▶ **Excerpted text**:

Dear Kevin,

Thanks for your reply.  That absolutely answers my question.
I was hoping it was some internal working like this that I was unaware
of instead of a bug.
I feel considerably more at ease.

-Joseph

On Mon, Dec 5, 2011 at 03:26, Kevin Van de Velde <[email protected]> wrote:
> Dear Joseph,
>
> The codes that start with an "m" are the communites so for instance "m6"
> would be community with identifier 6. The codes that start with an "l" are
> collections so "l11" would be collection with identifier 11. These codes are
> used when user are searching for something in a specific
> community/collection.
>
> I hope this answers your question.
>
> Kind regards,
>
>
> Kevin Van de Velde
> @mire
> Esperantolaan 4 - 3001 Heverlee - Belgium
> 2888 Loker Avenue East, Suite 305 - Carlsbad, CA 92010 - USA
> atmire.com - Institutional Repository Solutions
>
>
>
> On 2 December 2011 21:36, Joseph <[email protected]> wrote:
>>
>> Dear DSpace Devel,
>>
>> (DSpace 1.7.2, XMLUI, Discovery)
>>
>> I was looking at the dspace statistics through the web interface, and
>> i notices that some of the top search terms for the dspace instance I
>> manage were "m6", "m8", "i11" and such.
>> I entered these in to the search box and do indeed come up with results.

▶ **Work instructions**:
1 > In the email thread about DSpace search codes, what does the code "m6" stand for?
2 > Repeat the passage of the email thread about DSpace search codes from "Thanks for your" up to and including "more at ease.".
3 > Write the next part of the email thread about DSpace search codes, picking up after its last line.

▶ **Recorded data**:
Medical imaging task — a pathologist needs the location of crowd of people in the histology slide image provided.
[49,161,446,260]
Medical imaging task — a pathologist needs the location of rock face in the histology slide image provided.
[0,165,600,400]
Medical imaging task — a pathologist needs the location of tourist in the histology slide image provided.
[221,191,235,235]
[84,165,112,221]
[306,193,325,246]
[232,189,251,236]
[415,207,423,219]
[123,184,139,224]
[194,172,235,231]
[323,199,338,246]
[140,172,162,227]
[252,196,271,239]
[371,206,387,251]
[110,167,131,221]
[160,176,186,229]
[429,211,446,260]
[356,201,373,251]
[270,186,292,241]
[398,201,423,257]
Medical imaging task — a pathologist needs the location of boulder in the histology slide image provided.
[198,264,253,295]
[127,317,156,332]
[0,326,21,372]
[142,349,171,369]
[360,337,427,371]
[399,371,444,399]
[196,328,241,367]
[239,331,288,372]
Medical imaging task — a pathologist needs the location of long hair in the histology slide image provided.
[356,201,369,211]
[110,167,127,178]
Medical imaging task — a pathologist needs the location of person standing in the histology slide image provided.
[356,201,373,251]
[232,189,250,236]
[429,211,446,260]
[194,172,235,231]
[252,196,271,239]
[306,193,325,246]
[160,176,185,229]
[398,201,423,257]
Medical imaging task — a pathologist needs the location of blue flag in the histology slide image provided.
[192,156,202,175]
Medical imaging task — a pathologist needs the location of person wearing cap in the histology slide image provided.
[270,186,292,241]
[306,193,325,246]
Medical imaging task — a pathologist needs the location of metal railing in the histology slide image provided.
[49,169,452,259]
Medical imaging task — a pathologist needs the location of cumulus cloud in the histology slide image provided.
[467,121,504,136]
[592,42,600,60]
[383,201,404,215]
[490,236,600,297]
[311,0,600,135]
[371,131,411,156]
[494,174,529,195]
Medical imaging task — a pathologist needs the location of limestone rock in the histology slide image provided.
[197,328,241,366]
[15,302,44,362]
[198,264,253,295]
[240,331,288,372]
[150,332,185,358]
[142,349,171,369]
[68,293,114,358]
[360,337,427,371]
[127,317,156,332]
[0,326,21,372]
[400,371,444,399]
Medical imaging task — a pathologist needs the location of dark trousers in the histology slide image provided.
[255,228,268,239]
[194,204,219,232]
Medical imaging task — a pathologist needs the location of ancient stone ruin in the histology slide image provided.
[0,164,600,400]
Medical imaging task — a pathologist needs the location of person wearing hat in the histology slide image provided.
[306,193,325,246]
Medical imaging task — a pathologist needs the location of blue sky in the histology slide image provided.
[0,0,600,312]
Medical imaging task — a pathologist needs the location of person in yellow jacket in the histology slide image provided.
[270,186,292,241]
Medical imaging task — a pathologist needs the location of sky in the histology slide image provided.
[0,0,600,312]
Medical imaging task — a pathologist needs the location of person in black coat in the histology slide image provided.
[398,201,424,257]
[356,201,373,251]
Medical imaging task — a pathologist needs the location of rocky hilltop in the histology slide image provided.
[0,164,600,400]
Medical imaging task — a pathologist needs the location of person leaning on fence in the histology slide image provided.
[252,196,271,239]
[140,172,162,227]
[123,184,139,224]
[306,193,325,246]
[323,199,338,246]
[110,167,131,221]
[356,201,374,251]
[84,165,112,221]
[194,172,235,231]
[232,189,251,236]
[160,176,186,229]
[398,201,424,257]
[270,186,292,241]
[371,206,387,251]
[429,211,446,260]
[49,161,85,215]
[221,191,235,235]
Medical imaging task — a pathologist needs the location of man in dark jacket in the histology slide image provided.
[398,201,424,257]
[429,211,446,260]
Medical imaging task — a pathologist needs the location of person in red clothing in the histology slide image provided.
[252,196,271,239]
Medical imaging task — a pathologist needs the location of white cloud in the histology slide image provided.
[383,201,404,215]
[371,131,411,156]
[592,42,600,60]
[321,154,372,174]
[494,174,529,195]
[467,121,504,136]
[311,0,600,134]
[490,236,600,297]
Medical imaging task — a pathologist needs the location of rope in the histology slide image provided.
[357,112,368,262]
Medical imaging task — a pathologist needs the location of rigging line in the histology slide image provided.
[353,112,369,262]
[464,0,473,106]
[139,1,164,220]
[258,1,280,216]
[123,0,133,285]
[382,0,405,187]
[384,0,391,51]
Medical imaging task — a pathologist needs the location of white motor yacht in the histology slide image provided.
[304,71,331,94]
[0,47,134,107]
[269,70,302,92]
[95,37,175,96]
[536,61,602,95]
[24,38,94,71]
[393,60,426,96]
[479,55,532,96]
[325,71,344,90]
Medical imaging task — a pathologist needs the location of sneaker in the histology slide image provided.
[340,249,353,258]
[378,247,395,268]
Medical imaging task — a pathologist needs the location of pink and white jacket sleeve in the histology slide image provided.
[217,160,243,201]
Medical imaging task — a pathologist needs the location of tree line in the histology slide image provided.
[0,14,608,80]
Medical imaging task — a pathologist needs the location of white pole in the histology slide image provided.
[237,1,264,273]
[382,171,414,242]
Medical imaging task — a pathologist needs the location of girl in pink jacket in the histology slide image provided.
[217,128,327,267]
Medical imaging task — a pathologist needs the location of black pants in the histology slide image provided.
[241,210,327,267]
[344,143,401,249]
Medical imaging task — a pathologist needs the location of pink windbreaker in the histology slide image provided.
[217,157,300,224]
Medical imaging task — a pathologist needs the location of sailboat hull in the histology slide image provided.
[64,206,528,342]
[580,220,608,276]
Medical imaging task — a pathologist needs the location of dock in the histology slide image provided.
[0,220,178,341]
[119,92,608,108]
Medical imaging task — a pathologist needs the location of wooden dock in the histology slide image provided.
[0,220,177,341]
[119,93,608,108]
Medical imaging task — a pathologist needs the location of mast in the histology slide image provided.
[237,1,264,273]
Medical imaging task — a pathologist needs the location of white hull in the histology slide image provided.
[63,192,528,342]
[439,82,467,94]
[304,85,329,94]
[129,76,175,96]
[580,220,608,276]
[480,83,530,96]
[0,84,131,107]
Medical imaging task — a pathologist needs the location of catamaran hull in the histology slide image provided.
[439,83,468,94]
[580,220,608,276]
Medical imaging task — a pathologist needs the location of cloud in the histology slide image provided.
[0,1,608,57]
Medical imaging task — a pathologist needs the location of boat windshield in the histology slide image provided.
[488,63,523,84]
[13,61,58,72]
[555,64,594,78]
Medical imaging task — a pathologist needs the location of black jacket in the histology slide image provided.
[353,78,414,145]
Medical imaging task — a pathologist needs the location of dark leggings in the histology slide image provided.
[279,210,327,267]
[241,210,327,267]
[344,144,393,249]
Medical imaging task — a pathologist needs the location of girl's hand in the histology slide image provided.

▶ **Answers to the problems**:
1 > A community with identifier 6.

2 >
Thanks for your reply.  That absolutely answers my question.
I was hoping it was some internal working like this that I was unaware
of instead of a bug.
I feel considerably more at ease.

3 >
>>
>> However, looking at the metadata in these results (my means of "Show
>> full item record" and then using the browser's find) I come up with
>> zip.
>>
>> I also tested this using the above described method on the dspace demo
>> (XMLUI)  server and atmire/labs17, dspace at cambridge
>> The results of my quick (and admittedly not thorough as I only
>> searched for "m6" and looked at one or two results) inspection, were
>> the same.
>>
>> Are these special codes in Solr/Lucene?
>> Is this something obvious that I should know about, or is this a real bug?
>>
>> Thanks,
>> Joseph
>>
>>
>> ------------------------------------------------------------------------------
>> All the data continuously generated in your IT infrastructure
>> contains a definitive record of customers, application performance,
>> security threats, fraudulent activity, and more. Splunk takes this
>> data and makes sense of it. IT sense. And common sense.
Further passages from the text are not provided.